Problem requirements
Rewrite all the rows below as a Markdown table with the columns Line and Text, numbering each nonblank line in order. Skip blank lines and leave the pictures out.

─── Supplied records ───

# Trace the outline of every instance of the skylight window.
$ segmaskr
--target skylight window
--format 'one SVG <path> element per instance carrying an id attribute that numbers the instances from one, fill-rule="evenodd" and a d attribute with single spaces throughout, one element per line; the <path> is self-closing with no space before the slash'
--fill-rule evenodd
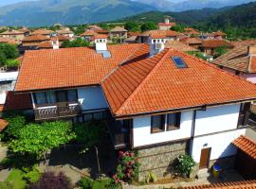
<path id="1" fill-rule="evenodd" d="M 175 63 L 175 66 L 177 68 L 187 68 L 188 67 L 181 57 L 172 57 L 171 59 Z"/>

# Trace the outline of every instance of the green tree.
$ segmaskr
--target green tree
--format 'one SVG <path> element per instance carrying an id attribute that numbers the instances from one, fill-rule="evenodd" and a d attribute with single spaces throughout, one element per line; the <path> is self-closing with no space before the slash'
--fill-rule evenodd
<path id="1" fill-rule="evenodd" d="M 37 159 L 46 158 L 49 149 L 75 139 L 69 122 L 56 121 L 43 124 L 28 124 L 22 128 L 17 139 L 11 140 L 9 149 L 21 155 L 29 154 Z"/>
<path id="2" fill-rule="evenodd" d="M 62 43 L 62 48 L 68 48 L 68 47 L 82 47 L 82 46 L 89 46 L 90 43 L 86 40 L 83 40 L 82 38 L 77 38 L 74 41 L 64 41 Z"/>
<path id="3" fill-rule="evenodd" d="M 133 22 L 133 21 L 129 21 L 129 22 L 125 23 L 124 28 L 127 29 L 128 31 L 132 31 L 132 32 L 140 31 L 139 25 L 136 22 Z"/>
<path id="4" fill-rule="evenodd" d="M 141 26 L 141 31 L 144 32 L 144 31 L 148 31 L 148 30 L 154 30 L 154 29 L 156 29 L 156 26 L 155 23 L 153 22 L 147 22 L 147 23 L 144 23 L 142 26 Z"/>

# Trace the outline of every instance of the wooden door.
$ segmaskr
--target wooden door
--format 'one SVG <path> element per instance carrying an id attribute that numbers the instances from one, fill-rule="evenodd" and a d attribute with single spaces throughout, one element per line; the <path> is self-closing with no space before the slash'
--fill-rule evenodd
<path id="1" fill-rule="evenodd" d="M 201 158 L 200 158 L 200 163 L 199 163 L 199 168 L 208 168 L 209 166 L 209 161 L 210 161 L 210 150 L 211 148 L 203 148 L 201 150 Z"/>

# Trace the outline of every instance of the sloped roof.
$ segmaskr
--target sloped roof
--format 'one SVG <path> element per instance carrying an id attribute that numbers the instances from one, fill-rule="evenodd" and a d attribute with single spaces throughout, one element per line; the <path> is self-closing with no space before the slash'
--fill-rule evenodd
<path id="1" fill-rule="evenodd" d="M 188 68 L 178 69 L 174 57 Z M 252 83 L 174 49 L 119 66 L 101 86 L 117 117 L 256 98 Z"/>
<path id="2" fill-rule="evenodd" d="M 212 63 L 245 73 L 256 73 L 256 59 L 248 56 L 248 46 L 238 45 Z"/>
<path id="3" fill-rule="evenodd" d="M 183 189 L 255 189 L 255 188 L 256 188 L 256 180 L 183 187 Z"/>
<path id="4" fill-rule="evenodd" d="M 217 48 L 219 46 L 233 47 L 233 45 L 225 40 L 205 40 L 202 43 L 202 47 L 205 48 Z"/>
<path id="5" fill-rule="evenodd" d="M 145 58 L 147 44 L 110 45 L 104 59 L 91 47 L 27 51 L 15 86 L 16 92 L 97 85 L 120 62 Z M 35 66 L 36 65 L 36 66 Z"/>
<path id="6" fill-rule="evenodd" d="M 198 51 L 198 49 L 191 47 L 188 44 L 185 44 L 179 41 L 169 41 L 166 44 L 165 47 L 168 48 L 174 48 L 178 51 L 183 51 L 183 52 L 189 52 L 189 51 Z"/>
<path id="7" fill-rule="evenodd" d="M 22 40 L 22 42 L 43 42 L 43 41 L 48 41 L 49 38 L 44 35 L 32 35 L 26 37 Z"/>
<path id="8" fill-rule="evenodd" d="M 239 138 L 232 142 L 239 149 L 246 154 L 256 160 L 256 142 L 251 139 L 241 135 Z"/>

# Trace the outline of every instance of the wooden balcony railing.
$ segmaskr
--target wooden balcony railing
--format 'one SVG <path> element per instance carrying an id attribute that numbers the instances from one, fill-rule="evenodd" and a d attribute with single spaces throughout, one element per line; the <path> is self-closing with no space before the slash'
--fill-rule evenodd
<path id="1" fill-rule="evenodd" d="M 56 105 L 34 110 L 36 120 L 56 119 L 59 117 L 76 116 L 81 113 L 80 104 Z"/>

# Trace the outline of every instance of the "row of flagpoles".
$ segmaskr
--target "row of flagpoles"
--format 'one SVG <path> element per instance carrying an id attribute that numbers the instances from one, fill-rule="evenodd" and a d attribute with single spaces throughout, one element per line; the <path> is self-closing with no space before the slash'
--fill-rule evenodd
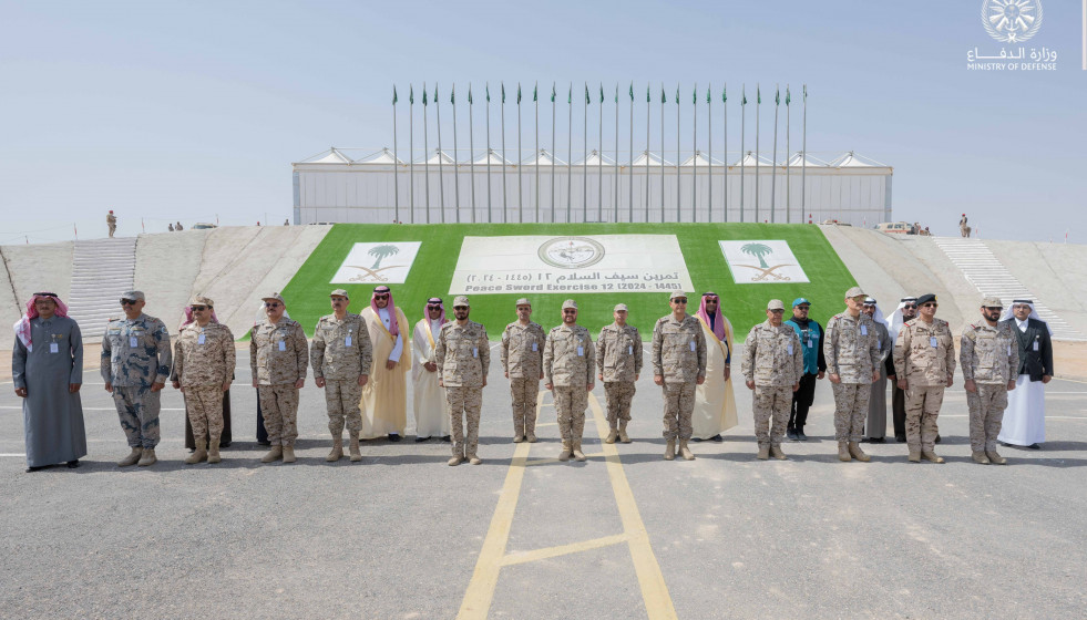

───

Exercise output
| Line | Text |
|---|---|
| 1 | # Trace the outline of every instance of the skylight window. |
| 2 | $ segmaskr |
| 3 | --target skylight window |
| 4 | --format 'one SVG <path> element per instance carrying an id attribute that numbers the instances from one, fill-rule="evenodd" and a d attribute with single spaces throughout, one element per line; the <path> is self-closing with no space before the slash' |
| 5 | --fill-rule evenodd |
| 6 | <path id="1" fill-rule="evenodd" d="M 175 63 L 175 66 L 177 68 L 187 68 L 188 67 L 181 57 L 172 57 L 171 59 Z"/> |
| 7 | # Trace the outline of every instance of the green tree. |
| 8 | $ segmaskr |
| 9 | --target green tree |
| 10 | --format 'one SVG <path> element per instance carrying an id attribute that numbers the instances from one, fill-rule="evenodd" and a d attribute with single spaces throughout, one element per line; the <path> is self-closing with no space before the slash' |
| 11 | --fill-rule evenodd |
| 12 | <path id="1" fill-rule="evenodd" d="M 37 159 L 46 158 L 49 149 L 75 139 L 69 122 L 56 121 L 43 124 L 28 124 L 22 128 L 17 139 L 11 140 L 9 149 L 21 155 L 29 154 Z"/> |
| 13 | <path id="2" fill-rule="evenodd" d="M 62 43 L 62 48 L 68 48 L 68 47 L 82 47 L 82 46 L 89 46 L 90 43 L 86 40 L 83 40 L 82 38 L 77 38 L 74 41 L 64 41 Z"/> |
| 14 | <path id="3" fill-rule="evenodd" d="M 133 22 L 133 21 L 129 21 L 129 22 L 125 23 L 124 28 L 127 29 L 128 31 L 132 31 L 132 32 L 140 31 L 139 25 L 136 22 Z"/> |
| 15 | <path id="4" fill-rule="evenodd" d="M 141 26 L 141 31 L 144 32 L 144 31 L 148 31 L 148 30 L 154 30 L 154 29 L 156 29 L 156 26 L 155 23 L 153 22 L 147 22 L 147 23 L 144 23 L 142 26 Z"/> |
| 16 | # Trace the outline of every instance of the wooden door. |
| 17 | $ segmaskr |
| 18 | --target wooden door |
| 19 | --format 'one SVG <path> element per instance carrying an id attribute that numbers the instances from one, fill-rule="evenodd" and a d attribute with single spaces throughout, one element per line; the <path> is self-closing with no space before the slash' |
| 20 | --fill-rule evenodd |
| 21 | <path id="1" fill-rule="evenodd" d="M 201 158 L 200 158 L 200 163 L 199 163 L 199 168 L 208 168 L 209 166 L 209 161 L 210 161 L 210 150 L 211 148 L 203 148 L 201 150 Z"/> |
| 22 | # Trace the outline of every instance of the sloped roof. |
| 23 | $ segmaskr |
| 24 | --target sloped roof |
| 25 | --format 'one SVG <path> element per instance carrying an id attribute that numbers the instances from one, fill-rule="evenodd" and a d attribute with single spaces throughout, one element per line; the <path> is self-closing with no space before the slash' |
| 26 | --fill-rule evenodd |
| 27 | <path id="1" fill-rule="evenodd" d="M 188 68 L 178 69 L 174 57 Z M 252 83 L 174 49 L 119 66 L 101 86 L 117 117 L 256 98 Z"/> |
| 28 | <path id="2" fill-rule="evenodd" d="M 212 63 L 245 73 L 256 73 L 256 59 L 248 56 L 248 46 L 238 45 Z"/> |
| 29 | <path id="3" fill-rule="evenodd" d="M 183 189 L 255 189 L 255 188 L 256 188 L 256 180 L 183 187 Z"/> |
| 30 | <path id="4" fill-rule="evenodd" d="M 217 48 L 219 46 L 233 47 L 233 45 L 225 40 L 205 40 L 202 43 L 202 47 L 205 48 Z"/> |
| 31 | <path id="5" fill-rule="evenodd" d="M 145 58 L 147 44 L 110 45 L 104 59 L 91 47 L 27 51 L 15 86 L 16 92 L 97 85 L 120 62 Z M 35 66 L 36 65 L 36 66 Z"/> |
| 32 | <path id="6" fill-rule="evenodd" d="M 198 51 L 198 49 L 191 47 L 188 44 L 185 44 L 179 41 L 169 41 L 166 44 L 165 47 L 168 48 L 174 48 L 178 51 L 183 51 L 183 52 L 189 52 L 189 51 Z"/> |
| 33 | <path id="7" fill-rule="evenodd" d="M 22 40 L 22 42 L 43 42 L 43 41 L 48 41 L 49 38 L 44 35 L 32 35 L 26 37 Z"/> |
| 34 | <path id="8" fill-rule="evenodd" d="M 239 138 L 232 142 L 239 149 L 246 154 L 256 160 L 256 142 L 251 139 L 241 135 Z"/> |
| 35 | # Trace the outline of every instance of the wooden balcony railing. |
| 36 | $ segmaskr |
| 37 | --target wooden balcony railing |
| 38 | --format 'one SVG <path> element per instance carrying an id attribute that numbers the instances from one, fill-rule="evenodd" and a d attribute with single spaces throughout, one element per line; the <path> is self-closing with no space before the slash' |
| 39 | --fill-rule evenodd |
| 40 | <path id="1" fill-rule="evenodd" d="M 56 105 L 34 110 L 36 120 L 56 119 L 59 117 L 76 116 L 81 113 L 80 104 Z"/> |
| 41 | # Trace the outline of every instance of the "row of flagpoles". |
| 42 | $ segmaskr |
| 43 | --target "row of flagpoles" |
| 44 | --format 'one SVG <path> element per instance carrying an id attribute that numbers the instances from one, fill-rule="evenodd" and a d attribute with single spaces throughout, one element per line; the <path> is self-closing with no space before the slash' |
| 45 | --fill-rule evenodd |